STORED ROWS –
========================================================================

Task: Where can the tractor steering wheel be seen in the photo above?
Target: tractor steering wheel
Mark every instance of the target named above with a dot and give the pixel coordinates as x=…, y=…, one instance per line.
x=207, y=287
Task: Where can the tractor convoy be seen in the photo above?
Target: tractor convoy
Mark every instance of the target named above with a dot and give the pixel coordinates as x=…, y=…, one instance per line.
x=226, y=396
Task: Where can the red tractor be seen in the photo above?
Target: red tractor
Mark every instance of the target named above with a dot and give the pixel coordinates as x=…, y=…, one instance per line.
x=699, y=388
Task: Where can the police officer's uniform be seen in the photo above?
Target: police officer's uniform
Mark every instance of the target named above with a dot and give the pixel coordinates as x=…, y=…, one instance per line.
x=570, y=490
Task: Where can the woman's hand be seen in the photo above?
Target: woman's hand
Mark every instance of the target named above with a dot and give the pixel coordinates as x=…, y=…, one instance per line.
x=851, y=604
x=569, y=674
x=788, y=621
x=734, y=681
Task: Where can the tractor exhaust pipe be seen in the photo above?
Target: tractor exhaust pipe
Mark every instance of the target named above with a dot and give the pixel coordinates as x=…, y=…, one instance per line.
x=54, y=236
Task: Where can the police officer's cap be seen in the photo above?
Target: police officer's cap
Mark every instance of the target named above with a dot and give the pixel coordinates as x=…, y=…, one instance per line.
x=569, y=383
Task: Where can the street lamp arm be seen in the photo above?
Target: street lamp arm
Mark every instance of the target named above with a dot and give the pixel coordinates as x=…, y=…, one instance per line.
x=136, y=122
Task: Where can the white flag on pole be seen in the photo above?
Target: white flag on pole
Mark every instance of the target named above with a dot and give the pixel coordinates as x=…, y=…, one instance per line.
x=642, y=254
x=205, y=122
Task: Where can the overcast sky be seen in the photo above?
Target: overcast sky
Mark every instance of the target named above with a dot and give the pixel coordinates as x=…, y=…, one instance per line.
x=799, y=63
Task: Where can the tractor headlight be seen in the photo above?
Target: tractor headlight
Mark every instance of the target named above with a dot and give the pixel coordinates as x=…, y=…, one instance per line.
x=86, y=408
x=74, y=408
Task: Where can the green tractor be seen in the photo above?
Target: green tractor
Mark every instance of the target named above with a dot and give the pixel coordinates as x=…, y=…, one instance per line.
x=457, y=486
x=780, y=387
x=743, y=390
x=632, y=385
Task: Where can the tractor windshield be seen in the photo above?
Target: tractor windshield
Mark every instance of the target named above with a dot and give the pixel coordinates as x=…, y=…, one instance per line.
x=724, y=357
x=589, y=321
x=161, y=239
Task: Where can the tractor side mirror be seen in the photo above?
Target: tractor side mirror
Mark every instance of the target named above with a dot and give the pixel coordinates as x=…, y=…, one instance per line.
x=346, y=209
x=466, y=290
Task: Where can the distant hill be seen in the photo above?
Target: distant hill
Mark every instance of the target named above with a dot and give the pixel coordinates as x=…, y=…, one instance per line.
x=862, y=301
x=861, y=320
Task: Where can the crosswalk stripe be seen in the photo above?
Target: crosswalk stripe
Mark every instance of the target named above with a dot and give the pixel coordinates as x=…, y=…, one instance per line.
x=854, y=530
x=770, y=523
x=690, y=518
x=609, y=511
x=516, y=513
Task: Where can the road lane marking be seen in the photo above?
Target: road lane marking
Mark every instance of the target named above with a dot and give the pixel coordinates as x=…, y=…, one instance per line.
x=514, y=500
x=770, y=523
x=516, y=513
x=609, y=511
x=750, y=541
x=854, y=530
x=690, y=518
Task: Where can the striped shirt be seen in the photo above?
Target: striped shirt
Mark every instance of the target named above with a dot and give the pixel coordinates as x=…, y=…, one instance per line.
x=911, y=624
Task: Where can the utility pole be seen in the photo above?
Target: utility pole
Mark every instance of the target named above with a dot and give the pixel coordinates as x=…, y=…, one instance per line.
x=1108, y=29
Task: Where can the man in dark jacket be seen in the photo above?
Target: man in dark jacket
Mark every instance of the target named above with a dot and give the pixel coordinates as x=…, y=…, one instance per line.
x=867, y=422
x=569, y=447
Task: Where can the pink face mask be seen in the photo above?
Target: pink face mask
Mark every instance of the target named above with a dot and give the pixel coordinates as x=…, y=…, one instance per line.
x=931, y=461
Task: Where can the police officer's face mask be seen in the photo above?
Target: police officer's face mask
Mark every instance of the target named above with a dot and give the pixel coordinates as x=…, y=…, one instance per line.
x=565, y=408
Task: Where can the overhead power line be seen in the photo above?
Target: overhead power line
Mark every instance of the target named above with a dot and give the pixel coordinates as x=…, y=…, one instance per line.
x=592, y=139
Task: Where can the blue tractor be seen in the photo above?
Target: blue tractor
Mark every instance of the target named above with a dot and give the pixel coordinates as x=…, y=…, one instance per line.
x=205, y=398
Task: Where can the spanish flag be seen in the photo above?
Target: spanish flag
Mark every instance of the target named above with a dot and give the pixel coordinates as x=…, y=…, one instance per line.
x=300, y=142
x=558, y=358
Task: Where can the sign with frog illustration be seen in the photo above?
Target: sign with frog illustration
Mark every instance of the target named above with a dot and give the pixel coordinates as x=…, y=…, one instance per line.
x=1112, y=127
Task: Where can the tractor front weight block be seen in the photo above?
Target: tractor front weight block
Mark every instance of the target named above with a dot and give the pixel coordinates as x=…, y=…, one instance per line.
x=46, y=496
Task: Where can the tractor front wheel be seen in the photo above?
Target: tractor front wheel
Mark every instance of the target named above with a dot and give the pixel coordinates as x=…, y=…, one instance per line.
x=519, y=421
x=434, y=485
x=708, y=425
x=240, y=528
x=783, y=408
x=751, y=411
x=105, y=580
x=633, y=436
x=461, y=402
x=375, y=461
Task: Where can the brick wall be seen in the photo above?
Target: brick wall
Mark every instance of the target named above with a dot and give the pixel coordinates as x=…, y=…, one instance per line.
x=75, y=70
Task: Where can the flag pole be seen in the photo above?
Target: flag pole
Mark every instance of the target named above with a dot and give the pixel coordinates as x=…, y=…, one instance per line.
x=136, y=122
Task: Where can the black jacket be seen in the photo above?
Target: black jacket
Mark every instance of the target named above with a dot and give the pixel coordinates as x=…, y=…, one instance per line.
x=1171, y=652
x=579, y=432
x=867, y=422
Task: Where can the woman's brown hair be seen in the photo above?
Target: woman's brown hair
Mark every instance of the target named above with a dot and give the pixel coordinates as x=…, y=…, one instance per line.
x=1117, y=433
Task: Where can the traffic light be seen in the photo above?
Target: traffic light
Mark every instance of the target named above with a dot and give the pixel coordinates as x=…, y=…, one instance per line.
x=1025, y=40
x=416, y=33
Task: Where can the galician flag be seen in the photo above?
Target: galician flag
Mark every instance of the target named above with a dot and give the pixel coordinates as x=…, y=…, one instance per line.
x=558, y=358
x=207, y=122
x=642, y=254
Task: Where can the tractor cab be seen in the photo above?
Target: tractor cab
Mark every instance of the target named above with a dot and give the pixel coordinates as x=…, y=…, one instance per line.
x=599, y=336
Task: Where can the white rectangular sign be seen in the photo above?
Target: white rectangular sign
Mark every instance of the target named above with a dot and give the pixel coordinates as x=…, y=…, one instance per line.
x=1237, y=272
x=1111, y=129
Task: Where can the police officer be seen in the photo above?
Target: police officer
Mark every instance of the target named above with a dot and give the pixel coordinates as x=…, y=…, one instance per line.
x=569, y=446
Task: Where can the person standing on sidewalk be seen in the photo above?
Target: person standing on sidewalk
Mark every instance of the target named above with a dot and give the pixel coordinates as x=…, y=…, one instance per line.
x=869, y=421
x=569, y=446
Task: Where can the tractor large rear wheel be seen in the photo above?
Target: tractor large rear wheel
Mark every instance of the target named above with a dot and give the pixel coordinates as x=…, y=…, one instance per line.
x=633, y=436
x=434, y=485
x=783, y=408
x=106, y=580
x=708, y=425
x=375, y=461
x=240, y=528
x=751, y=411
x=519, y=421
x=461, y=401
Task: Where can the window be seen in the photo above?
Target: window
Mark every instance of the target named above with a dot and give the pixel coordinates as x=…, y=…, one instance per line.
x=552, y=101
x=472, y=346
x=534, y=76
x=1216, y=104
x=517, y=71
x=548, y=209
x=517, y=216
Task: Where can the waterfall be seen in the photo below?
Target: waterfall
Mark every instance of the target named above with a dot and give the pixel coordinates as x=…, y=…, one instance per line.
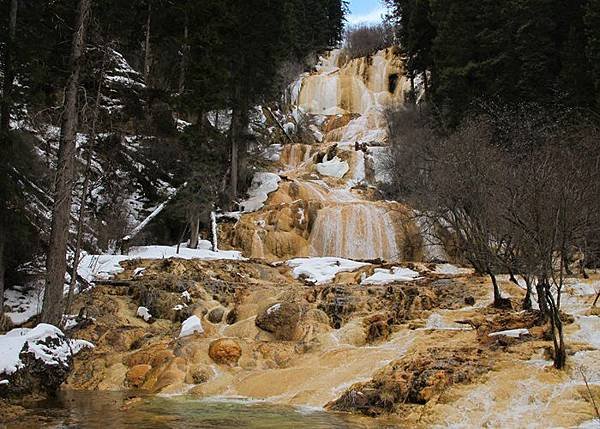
x=354, y=231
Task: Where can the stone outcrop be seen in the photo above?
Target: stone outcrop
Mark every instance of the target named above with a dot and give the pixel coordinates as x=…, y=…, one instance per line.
x=415, y=379
x=280, y=319
x=225, y=351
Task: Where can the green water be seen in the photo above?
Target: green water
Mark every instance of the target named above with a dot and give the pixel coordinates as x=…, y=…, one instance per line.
x=114, y=411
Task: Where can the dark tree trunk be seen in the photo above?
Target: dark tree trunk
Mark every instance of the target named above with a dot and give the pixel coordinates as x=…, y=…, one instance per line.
x=9, y=73
x=195, y=229
x=184, y=55
x=527, y=300
x=558, y=339
x=541, y=292
x=497, y=295
x=147, y=48
x=85, y=189
x=2, y=272
x=56, y=261
x=234, y=137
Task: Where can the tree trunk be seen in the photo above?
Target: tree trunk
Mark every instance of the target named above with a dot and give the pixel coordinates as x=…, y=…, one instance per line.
x=2, y=271
x=234, y=137
x=147, y=52
x=85, y=190
x=195, y=229
x=497, y=294
x=213, y=231
x=9, y=73
x=542, y=298
x=527, y=300
x=56, y=261
x=558, y=339
x=184, y=56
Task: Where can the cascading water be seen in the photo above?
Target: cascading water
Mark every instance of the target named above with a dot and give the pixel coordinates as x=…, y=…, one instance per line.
x=354, y=231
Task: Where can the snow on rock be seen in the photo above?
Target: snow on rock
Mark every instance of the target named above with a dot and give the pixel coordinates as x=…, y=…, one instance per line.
x=272, y=152
x=333, y=168
x=144, y=313
x=384, y=276
x=320, y=270
x=100, y=267
x=318, y=135
x=262, y=185
x=451, y=269
x=190, y=326
x=289, y=128
x=514, y=333
x=42, y=355
x=436, y=322
x=95, y=267
x=23, y=303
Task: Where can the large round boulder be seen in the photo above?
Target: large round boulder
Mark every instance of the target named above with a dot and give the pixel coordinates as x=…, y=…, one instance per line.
x=280, y=319
x=225, y=351
x=216, y=315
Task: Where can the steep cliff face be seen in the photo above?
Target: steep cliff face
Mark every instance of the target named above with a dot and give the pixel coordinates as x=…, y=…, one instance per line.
x=359, y=86
x=326, y=204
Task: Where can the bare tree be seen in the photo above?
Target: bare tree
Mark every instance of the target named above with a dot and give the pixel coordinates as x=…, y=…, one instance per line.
x=365, y=40
x=9, y=72
x=56, y=261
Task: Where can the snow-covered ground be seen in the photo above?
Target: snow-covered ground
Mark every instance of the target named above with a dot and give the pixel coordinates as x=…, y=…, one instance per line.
x=321, y=270
x=333, y=168
x=384, y=276
x=263, y=184
x=190, y=326
x=94, y=267
x=36, y=339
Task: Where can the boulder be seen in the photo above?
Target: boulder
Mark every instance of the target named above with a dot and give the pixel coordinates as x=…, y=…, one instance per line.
x=225, y=351
x=35, y=360
x=414, y=379
x=280, y=319
x=136, y=376
x=216, y=315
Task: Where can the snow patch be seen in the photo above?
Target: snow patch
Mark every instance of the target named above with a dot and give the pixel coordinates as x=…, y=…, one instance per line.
x=143, y=313
x=102, y=267
x=514, y=333
x=36, y=339
x=190, y=326
x=450, y=269
x=262, y=185
x=333, y=168
x=321, y=270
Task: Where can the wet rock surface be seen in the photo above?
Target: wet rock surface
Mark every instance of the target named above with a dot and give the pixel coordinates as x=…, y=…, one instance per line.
x=281, y=319
x=414, y=379
x=225, y=351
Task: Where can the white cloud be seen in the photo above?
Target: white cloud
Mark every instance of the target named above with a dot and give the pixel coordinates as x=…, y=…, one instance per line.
x=372, y=17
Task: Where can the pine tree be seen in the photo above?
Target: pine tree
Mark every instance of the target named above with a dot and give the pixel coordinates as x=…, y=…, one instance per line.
x=56, y=261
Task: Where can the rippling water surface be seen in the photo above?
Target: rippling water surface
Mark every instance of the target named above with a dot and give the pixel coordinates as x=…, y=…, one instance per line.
x=116, y=410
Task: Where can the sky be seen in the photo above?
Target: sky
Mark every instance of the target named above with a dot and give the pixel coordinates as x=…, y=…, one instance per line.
x=365, y=11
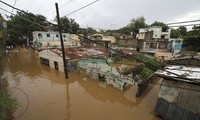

========================================================================

TASK INSTRUCTIONS –
Retype the lines above exactly as they appear, from the first one through the line that contains "x=734, y=681", keeping both of those lines.

RESULT OF THE EXERCISE –
Task: Where can the tractor steering wheel be seen in the photo above?
Target: tractor steering wheel
Mark every instance of the target named above with a dot and give the pixel coordinates as x=…, y=…, one instance per line.
x=207, y=287
Task: Where can the tractor convoy be seen in the photo above?
Target: tractor convoy
Mark every instance of the target named above with a dot and give the pixel coordinates as x=…, y=…, one instance per line.
x=226, y=396
Task: Where can the red tractor be seen in the photo above?
Target: red tractor
Mark every instance of the target named above with a dot and give the pixel coordinates as x=…, y=…, one instance per line.
x=699, y=388
Task: Where can the police officer's uniform be seen in the photo above?
Target: police officer's uniform
Mark every instance of the target named above with a dot and give the pixel coordinates as x=…, y=…, one instance per line.
x=570, y=490
Task: Where can the woman's hand be seen in the photo above?
Target: woman's hand
Mark every instance of the target named above with a dot and give the pixel coordinates as x=…, y=…, one instance per line.
x=851, y=604
x=569, y=674
x=788, y=621
x=734, y=681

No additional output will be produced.